§ **ACTIVITY**: Your output should consist of the lines from the first line of the records below through the one with "Target: earring", exactly, minus the pictures.

§ **AVAILABLE RECORDS**:
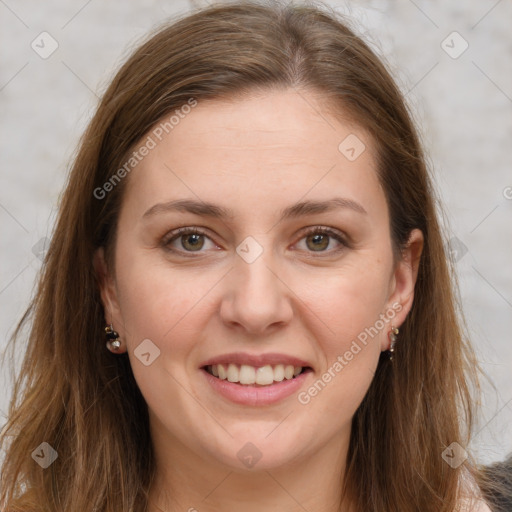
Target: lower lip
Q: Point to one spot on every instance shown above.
(256, 395)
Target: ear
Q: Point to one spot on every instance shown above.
(403, 280)
(108, 291)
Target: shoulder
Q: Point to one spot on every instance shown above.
(472, 499)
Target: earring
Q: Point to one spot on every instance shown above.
(113, 341)
(392, 338)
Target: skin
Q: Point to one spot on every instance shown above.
(256, 156)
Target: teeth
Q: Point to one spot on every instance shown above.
(245, 374)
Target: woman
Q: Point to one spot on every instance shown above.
(309, 356)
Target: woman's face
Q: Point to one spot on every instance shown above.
(260, 289)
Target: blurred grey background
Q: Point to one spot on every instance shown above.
(453, 61)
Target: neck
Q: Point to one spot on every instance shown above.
(196, 483)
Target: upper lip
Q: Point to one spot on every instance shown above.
(256, 360)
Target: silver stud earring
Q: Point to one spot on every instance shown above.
(392, 339)
(113, 341)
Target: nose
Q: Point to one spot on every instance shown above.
(256, 298)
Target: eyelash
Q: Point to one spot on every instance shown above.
(173, 235)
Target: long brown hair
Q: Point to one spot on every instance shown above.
(84, 402)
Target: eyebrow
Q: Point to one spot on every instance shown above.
(299, 209)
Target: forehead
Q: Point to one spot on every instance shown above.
(261, 151)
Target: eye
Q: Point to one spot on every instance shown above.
(317, 239)
(189, 240)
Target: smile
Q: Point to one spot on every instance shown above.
(250, 375)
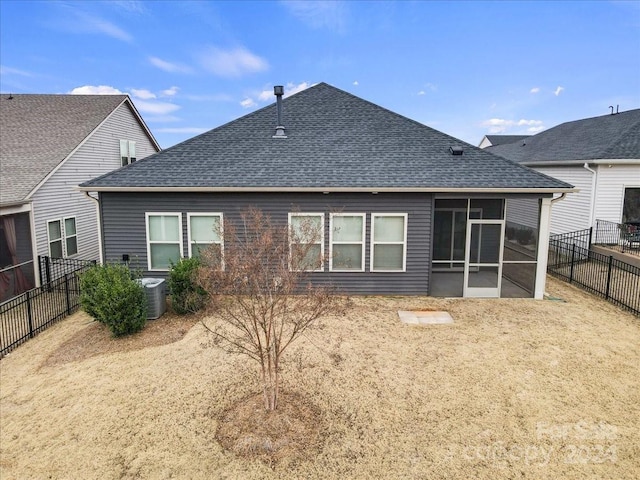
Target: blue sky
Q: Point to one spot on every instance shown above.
(465, 68)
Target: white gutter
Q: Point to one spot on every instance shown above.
(328, 189)
(98, 223)
(592, 200)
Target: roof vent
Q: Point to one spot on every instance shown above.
(278, 91)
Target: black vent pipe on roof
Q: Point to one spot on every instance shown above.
(278, 91)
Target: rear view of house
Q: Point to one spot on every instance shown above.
(404, 209)
(48, 145)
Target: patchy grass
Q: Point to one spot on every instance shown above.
(513, 389)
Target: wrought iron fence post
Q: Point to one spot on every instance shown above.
(29, 313)
(609, 277)
(66, 289)
(573, 258)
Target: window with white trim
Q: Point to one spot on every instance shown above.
(306, 240)
(388, 242)
(205, 231)
(62, 237)
(346, 242)
(127, 152)
(54, 233)
(164, 239)
(70, 236)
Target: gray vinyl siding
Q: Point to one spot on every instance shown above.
(124, 232)
(99, 154)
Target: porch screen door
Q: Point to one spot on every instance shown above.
(483, 258)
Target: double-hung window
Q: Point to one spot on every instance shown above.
(127, 152)
(164, 239)
(205, 232)
(388, 242)
(346, 242)
(62, 237)
(306, 241)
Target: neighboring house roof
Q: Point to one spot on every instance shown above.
(609, 137)
(38, 132)
(335, 142)
(502, 139)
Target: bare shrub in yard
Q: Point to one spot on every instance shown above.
(260, 291)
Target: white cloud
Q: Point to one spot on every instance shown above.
(248, 103)
(232, 63)
(328, 14)
(14, 71)
(170, 92)
(168, 66)
(156, 108)
(501, 125)
(142, 94)
(96, 90)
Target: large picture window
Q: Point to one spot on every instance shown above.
(205, 231)
(388, 242)
(164, 239)
(347, 242)
(306, 239)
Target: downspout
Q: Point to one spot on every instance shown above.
(100, 252)
(592, 201)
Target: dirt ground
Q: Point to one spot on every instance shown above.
(513, 389)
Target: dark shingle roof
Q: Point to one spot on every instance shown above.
(37, 132)
(502, 139)
(335, 141)
(607, 137)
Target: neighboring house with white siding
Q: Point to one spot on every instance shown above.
(48, 145)
(600, 156)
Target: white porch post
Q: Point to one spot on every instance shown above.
(543, 247)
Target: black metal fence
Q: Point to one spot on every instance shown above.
(622, 237)
(603, 275)
(31, 312)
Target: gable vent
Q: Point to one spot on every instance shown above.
(278, 91)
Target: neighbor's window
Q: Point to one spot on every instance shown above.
(70, 235)
(127, 152)
(306, 238)
(62, 237)
(54, 232)
(164, 239)
(347, 242)
(205, 231)
(388, 242)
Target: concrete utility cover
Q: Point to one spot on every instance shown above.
(424, 317)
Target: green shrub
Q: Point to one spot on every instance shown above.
(111, 295)
(186, 295)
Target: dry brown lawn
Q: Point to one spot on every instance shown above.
(513, 389)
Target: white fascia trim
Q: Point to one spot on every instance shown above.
(558, 163)
(142, 124)
(13, 208)
(65, 159)
(327, 189)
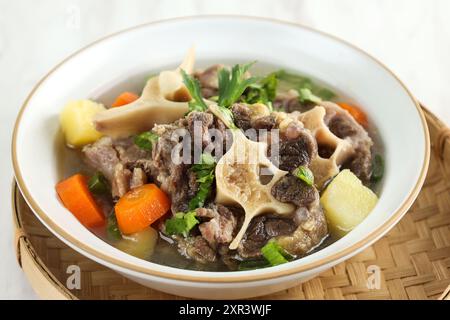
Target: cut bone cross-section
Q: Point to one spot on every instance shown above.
(238, 181)
(163, 100)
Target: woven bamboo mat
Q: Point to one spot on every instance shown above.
(413, 259)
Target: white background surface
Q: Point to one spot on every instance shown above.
(412, 37)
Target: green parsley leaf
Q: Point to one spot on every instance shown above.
(273, 253)
(146, 140)
(181, 223)
(197, 103)
(304, 174)
(377, 168)
(233, 84)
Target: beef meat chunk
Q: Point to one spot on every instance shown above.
(267, 122)
(173, 177)
(138, 179)
(341, 126)
(115, 159)
(102, 156)
(121, 181)
(209, 82)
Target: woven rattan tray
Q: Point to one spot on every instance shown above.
(413, 259)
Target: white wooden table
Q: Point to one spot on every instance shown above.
(412, 37)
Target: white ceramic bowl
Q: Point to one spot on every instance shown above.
(391, 107)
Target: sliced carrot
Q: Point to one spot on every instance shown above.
(356, 113)
(125, 98)
(77, 198)
(140, 207)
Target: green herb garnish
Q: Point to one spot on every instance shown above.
(98, 184)
(197, 103)
(273, 253)
(146, 140)
(205, 177)
(181, 223)
(233, 84)
(263, 91)
(304, 174)
(294, 81)
(112, 229)
(377, 168)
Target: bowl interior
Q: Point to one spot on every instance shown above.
(153, 47)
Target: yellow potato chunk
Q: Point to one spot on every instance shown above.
(140, 244)
(347, 202)
(76, 122)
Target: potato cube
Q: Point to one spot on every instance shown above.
(347, 202)
(76, 122)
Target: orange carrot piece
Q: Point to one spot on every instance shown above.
(76, 197)
(356, 113)
(125, 98)
(140, 207)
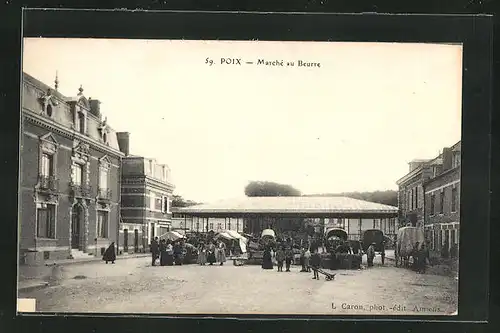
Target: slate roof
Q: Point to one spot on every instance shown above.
(290, 205)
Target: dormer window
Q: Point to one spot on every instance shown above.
(81, 122)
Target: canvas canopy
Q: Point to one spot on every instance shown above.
(268, 233)
(172, 235)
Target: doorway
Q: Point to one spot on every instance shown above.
(125, 240)
(136, 240)
(77, 215)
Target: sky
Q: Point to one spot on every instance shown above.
(352, 124)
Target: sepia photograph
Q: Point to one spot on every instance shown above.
(239, 177)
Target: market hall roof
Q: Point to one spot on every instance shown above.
(290, 205)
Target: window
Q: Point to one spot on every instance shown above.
(77, 174)
(433, 204)
(441, 202)
(47, 165)
(152, 197)
(49, 110)
(103, 179)
(416, 197)
(165, 207)
(454, 199)
(46, 222)
(456, 159)
(102, 224)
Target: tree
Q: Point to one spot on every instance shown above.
(270, 189)
(178, 201)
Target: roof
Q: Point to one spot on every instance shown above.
(291, 205)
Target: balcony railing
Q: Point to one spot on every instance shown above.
(48, 183)
(104, 193)
(80, 190)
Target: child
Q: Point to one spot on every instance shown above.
(280, 257)
(315, 263)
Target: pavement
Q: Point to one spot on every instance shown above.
(134, 286)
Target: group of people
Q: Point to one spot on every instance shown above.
(211, 253)
(168, 252)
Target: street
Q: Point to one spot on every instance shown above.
(133, 286)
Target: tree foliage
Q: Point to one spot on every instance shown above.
(270, 189)
(178, 201)
(383, 197)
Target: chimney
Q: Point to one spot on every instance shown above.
(447, 159)
(95, 107)
(123, 142)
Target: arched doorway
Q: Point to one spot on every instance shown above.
(76, 226)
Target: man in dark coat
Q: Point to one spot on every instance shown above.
(110, 254)
(155, 251)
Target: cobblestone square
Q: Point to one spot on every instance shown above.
(134, 286)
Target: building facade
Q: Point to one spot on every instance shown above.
(429, 197)
(70, 166)
(411, 191)
(183, 223)
(146, 198)
(442, 202)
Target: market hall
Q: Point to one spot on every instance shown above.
(292, 214)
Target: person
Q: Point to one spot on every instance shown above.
(370, 254)
(267, 261)
(163, 253)
(303, 259)
(110, 254)
(280, 257)
(169, 250)
(202, 254)
(288, 258)
(221, 253)
(155, 251)
(307, 258)
(177, 253)
(423, 257)
(315, 264)
(211, 254)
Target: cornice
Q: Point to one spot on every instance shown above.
(68, 133)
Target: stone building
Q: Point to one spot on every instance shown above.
(442, 201)
(70, 166)
(429, 197)
(146, 197)
(411, 191)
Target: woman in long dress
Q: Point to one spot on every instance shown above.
(267, 260)
(110, 254)
(202, 254)
(211, 254)
(221, 253)
(163, 253)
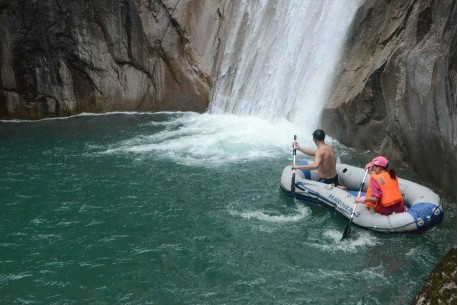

§ **WRITTEN ANSWER**:
Target: lower lip
Q: Point to one spot on every instance shown above.
(256, 395)
Target: ear
Q: Point to one spot on every instance shown above.
(403, 280)
(108, 291)
Target: shoulder
Q: Point to one spot on every instance shown above.
(472, 499)
Target: earring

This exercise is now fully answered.